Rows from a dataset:
# # #

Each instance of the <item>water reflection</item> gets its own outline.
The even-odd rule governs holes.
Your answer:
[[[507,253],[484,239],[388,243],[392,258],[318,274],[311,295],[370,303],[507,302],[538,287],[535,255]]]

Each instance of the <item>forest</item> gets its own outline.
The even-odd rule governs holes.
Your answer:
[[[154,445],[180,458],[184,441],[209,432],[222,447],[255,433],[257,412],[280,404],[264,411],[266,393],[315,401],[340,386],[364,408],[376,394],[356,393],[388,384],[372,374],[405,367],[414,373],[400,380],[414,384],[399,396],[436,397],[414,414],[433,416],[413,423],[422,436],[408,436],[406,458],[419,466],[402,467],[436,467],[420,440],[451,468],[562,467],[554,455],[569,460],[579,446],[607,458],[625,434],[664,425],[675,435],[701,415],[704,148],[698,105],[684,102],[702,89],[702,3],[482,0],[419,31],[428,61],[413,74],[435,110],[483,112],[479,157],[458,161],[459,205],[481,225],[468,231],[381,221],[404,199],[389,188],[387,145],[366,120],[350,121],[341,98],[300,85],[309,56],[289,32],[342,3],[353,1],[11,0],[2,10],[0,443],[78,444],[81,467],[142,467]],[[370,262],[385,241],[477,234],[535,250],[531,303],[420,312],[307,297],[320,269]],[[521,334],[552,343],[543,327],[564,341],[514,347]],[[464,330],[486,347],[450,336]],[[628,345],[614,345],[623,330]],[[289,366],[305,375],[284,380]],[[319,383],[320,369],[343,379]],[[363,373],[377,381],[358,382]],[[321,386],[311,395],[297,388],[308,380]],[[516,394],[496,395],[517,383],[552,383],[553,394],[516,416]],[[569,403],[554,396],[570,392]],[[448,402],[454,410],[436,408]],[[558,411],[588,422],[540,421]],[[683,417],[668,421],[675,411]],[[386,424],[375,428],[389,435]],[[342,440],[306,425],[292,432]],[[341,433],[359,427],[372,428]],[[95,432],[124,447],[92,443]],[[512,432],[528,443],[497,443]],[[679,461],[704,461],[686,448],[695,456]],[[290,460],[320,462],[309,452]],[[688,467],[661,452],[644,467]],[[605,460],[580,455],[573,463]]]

# # #

Do this: Copy out all of the data exactly, leaving nothing out.

Result of the task:
Each instance of the <item>water reflection</item> gets its own outline.
The even-odd rule governs holes.
Your answer:
[[[507,253],[484,239],[388,243],[392,258],[318,274],[311,295],[370,303],[507,302],[538,287],[535,255]]]

Each instance of the <item>forest</item> gets its own outline.
The even-odd rule governs holes.
Your answer:
[[[154,445],[180,458],[184,441],[209,432],[222,447],[255,433],[257,412],[280,404],[264,411],[266,393],[315,401],[340,386],[364,408],[376,394],[356,393],[388,384],[372,374],[405,367],[414,373],[400,380],[414,384],[399,396],[436,397],[414,414],[433,416],[413,423],[422,436],[408,436],[406,458],[419,466],[402,467],[436,467],[420,440],[451,468],[562,467],[554,455],[569,460],[579,446],[607,458],[625,434],[664,425],[675,435],[701,415],[704,148],[698,105],[684,102],[702,89],[702,3],[482,0],[419,31],[428,61],[413,74],[435,110],[483,112],[479,157],[458,161],[459,205],[481,225],[468,231],[381,221],[404,199],[389,188],[387,145],[366,120],[350,121],[341,98],[300,85],[309,56],[289,32],[342,3],[353,1],[11,0],[2,10],[0,443],[78,444],[81,467],[142,467]],[[370,262],[385,241],[477,234],[535,250],[531,303],[420,312],[307,297],[320,269]],[[521,334],[552,343],[543,327],[564,341],[514,347]],[[464,330],[486,347],[450,336]],[[628,345],[614,345],[623,330]],[[289,366],[305,375],[284,380]],[[319,383],[320,369],[343,379]],[[363,373],[377,381],[358,382]],[[321,386],[311,395],[297,388],[308,380]],[[516,394],[496,395],[517,383],[552,383],[553,394],[516,416]],[[569,403],[554,396],[570,392]],[[448,402],[454,410],[436,408]],[[558,411],[588,422],[540,421]],[[683,417],[668,421],[675,411]],[[386,424],[375,428],[389,435]],[[342,440],[306,425],[292,432]],[[341,433],[359,427],[372,428]],[[95,432],[124,447],[92,443]],[[512,432],[528,443],[497,443]],[[679,461],[704,461],[686,448],[695,456]],[[290,460],[320,462],[309,452]],[[688,467],[661,452],[644,467]],[[605,460],[580,455],[573,463]]]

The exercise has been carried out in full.